[Exercise materials — start]
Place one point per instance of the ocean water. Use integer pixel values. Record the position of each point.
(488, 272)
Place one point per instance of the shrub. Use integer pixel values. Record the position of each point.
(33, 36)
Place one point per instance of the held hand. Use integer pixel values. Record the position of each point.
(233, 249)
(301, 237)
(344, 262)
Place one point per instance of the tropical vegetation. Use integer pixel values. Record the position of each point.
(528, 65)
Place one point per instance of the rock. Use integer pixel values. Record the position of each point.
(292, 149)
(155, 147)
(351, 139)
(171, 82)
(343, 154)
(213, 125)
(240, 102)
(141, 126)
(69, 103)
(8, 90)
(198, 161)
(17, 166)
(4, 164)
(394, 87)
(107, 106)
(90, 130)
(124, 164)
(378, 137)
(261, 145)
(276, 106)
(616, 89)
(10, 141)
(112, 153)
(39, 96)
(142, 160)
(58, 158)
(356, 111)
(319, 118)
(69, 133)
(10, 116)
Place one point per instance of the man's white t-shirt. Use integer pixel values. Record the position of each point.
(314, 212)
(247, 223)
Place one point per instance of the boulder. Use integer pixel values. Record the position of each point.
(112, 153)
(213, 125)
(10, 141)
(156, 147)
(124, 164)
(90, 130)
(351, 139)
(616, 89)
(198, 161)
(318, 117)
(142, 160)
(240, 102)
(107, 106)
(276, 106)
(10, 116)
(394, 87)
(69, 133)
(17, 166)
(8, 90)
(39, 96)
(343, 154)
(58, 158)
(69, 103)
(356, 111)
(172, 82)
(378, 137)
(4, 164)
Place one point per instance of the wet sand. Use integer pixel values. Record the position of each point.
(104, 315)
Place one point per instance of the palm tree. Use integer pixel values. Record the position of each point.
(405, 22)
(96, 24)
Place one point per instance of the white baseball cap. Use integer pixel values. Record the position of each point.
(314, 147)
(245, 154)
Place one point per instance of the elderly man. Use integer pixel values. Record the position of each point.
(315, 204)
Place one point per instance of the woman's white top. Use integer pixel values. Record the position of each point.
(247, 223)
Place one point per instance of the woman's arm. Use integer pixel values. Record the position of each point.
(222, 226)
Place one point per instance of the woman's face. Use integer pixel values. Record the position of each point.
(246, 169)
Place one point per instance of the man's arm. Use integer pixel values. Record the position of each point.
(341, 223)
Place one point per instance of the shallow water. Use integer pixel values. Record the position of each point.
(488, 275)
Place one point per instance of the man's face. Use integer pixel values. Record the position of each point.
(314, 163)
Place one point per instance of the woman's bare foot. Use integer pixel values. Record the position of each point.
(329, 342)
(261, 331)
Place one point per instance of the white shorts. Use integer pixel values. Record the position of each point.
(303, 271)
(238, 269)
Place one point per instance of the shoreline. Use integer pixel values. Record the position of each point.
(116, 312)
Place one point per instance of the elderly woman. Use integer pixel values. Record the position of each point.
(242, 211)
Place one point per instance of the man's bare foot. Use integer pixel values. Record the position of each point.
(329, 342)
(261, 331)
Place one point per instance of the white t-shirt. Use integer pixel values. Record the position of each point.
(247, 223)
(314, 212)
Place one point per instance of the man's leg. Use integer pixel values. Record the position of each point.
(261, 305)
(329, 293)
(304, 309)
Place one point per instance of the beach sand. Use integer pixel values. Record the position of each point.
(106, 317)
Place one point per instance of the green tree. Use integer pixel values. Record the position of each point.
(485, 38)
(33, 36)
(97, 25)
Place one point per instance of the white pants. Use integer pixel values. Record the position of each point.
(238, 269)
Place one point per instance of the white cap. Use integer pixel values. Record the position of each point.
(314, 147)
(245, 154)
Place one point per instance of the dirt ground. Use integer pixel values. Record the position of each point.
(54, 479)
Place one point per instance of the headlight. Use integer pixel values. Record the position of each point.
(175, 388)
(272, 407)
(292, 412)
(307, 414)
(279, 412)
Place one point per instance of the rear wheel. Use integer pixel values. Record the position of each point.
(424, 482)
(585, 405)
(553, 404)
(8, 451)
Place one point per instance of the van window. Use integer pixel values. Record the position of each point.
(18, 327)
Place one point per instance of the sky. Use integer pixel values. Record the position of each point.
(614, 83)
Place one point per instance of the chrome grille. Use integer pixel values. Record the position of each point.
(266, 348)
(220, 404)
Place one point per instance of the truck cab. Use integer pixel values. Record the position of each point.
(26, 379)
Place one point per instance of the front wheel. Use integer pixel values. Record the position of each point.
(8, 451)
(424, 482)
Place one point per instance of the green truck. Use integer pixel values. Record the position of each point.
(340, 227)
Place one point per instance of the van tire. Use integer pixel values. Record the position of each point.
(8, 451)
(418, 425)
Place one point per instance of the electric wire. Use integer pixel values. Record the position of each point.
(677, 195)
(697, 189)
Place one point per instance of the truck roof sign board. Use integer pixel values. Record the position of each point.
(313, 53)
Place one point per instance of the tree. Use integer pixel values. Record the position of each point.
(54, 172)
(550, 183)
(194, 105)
[Exercise materials — finish]
### What you need to do:
Each line in the material above must be retyped without alteration.

### Response:
Place one point per instance of the ocean water. Use integer pixel values. Record the position of each point.
(488, 272)
Place one point per instance of the shrub. Use integer pixel values. Record the position of each point.
(33, 36)
Place one point per instance of the held hand. Use integer pixel values. Record the position of each point.
(233, 249)
(301, 237)
(344, 262)
Place one point per instance of the tropical vegetation. Use integer pixel values. Record the position of each point.
(528, 65)
Place one point per instance of the rock. Use integer pixel values. Record the position of each point.
(292, 149)
(155, 147)
(351, 139)
(171, 82)
(343, 154)
(213, 125)
(240, 102)
(141, 126)
(69, 103)
(8, 90)
(198, 161)
(17, 166)
(4, 164)
(394, 87)
(107, 106)
(90, 130)
(124, 164)
(378, 137)
(261, 145)
(276, 106)
(616, 89)
(10, 141)
(112, 153)
(39, 96)
(142, 160)
(58, 158)
(356, 111)
(319, 118)
(69, 133)
(10, 116)
Place one point per instance of the man's white t-shirt. Use integer pixel values. Record the position of each point.
(314, 212)
(247, 223)
Place one point per instance of the boulder. Use integer pixel values. Record the position of each point.
(112, 153)
(213, 125)
(10, 141)
(156, 147)
(124, 164)
(90, 130)
(351, 139)
(616, 89)
(198, 161)
(318, 117)
(142, 160)
(240, 102)
(107, 106)
(276, 106)
(10, 116)
(394, 87)
(69, 133)
(17, 166)
(8, 90)
(39, 96)
(343, 154)
(58, 158)
(69, 103)
(356, 111)
(172, 82)
(378, 137)
(4, 164)
Place one point per instance of the wet sand. Use integer pixel values. Record the position of each point.
(104, 315)
Place one point per instance of the palm tree. Use integer pixel values. Record the position of each point.
(405, 22)
(96, 24)
Place one point per instance of the white baseball cap. Use integer pixel values. Record the position of each point.
(314, 147)
(245, 154)
Place one point per instance of the elderly man. Use integer pixel values. Record the position of each point.
(315, 204)
Place one point per instance of the woman's white top. Use integer pixel values. Record the position of each point.
(247, 223)
Place one point per instance of the woman's arm. Use integer pixel values. Record the position of each point.
(222, 226)
Place one point per instance of the woman's face. Use integer pixel values. Record the position of each point.
(246, 169)
Place one point per instance of the man's arm. Use integer pixel values. Record the position of each point.
(341, 223)
Place one point per instance of the shallow water. Use integer pixel values. Record the position of each point.
(488, 275)
Place one point per instance of the man's face. Use integer pixel values. Record the position of each point.
(314, 163)
Place one point per instance of the woman's bare foot. Use integer pixel values. Record the position of each point.
(329, 342)
(261, 331)
Place one point per instance of the white shorts. Use integer pixel values. Record the position of each point.
(303, 271)
(238, 269)
Place one point per instance of the shoreline. Use integer pixel values. Record the position of each point.
(116, 312)
Place one point per instance of the elderly woman. Use integer pixel values. Record the position of each point.
(242, 211)
Place one point per instance of the man's bare foot. Use integer pixel values. Record the position of each point.
(329, 342)
(261, 331)
Place one point per instance of the white t-shirt. Use integer pixel values. Record the position of each point.
(247, 223)
(314, 212)
Place one point per instance of the man's leg. Use integer pixel values. Record the position of each point.
(261, 305)
(329, 293)
(304, 309)
Place one point per instance of the beach sand. Use integer pixel values. Record the position of each point.
(106, 317)
Place one point per instance of the green tree. Use integer pixel values. Record the position of each point.
(485, 38)
(33, 36)
(97, 25)
Place one point per instance of the white pants. Use integer pixel values. Record the position of each point.
(238, 269)
Place one point per instance of the white cap. Use integer pixel values. Record the position of each point.
(314, 147)
(245, 154)
Place one point per instance of the dirt ground. Use integer pixel values. Record the position of each point.
(54, 479)
Place one point per instance of the headlight. Use integer pixel values. Record the position of each point.
(175, 388)
(272, 407)
(292, 412)
(307, 414)
(279, 412)
Place one point per instance of the rear wheel. Use integer pixel values. Record the position of each point.
(424, 482)
(585, 405)
(553, 404)
(8, 451)
Place one point per instance of the van window. Use integer pixel values. Record the position of each point.
(18, 327)
Place one point per instance of the sky. Use integer pixel values. Record the position of each point.
(614, 83)
Place one point per instance of the chrome grille. Use integer pixel values. Record the position of each point.
(266, 348)
(220, 404)
Place one point per instance of the truck cab. Use integer pixel values. Record the position of each point.
(26, 379)
Place one point per instance of the front wheel. Use integer pixel values. Record the position of each point.
(8, 451)
(424, 482)
Place one point per instance of the green truck. Use integer pixel values. Record the position of each point.
(340, 227)
Place one point per instance of the van tire. Use integer pixel values. Record the position of each point.
(8, 451)
(418, 425)
Place one point per instance of the electric wire. Use integer pixel values. Record the position of each point.
(677, 195)
(697, 189)
Place one point per instance of the truck roof sign board. Use integer pixel values. Record the position of each point.
(313, 53)
Place one point per instance of the tree. Use integer pixel values. Record the position of each point.
(54, 172)
(550, 183)
(194, 105)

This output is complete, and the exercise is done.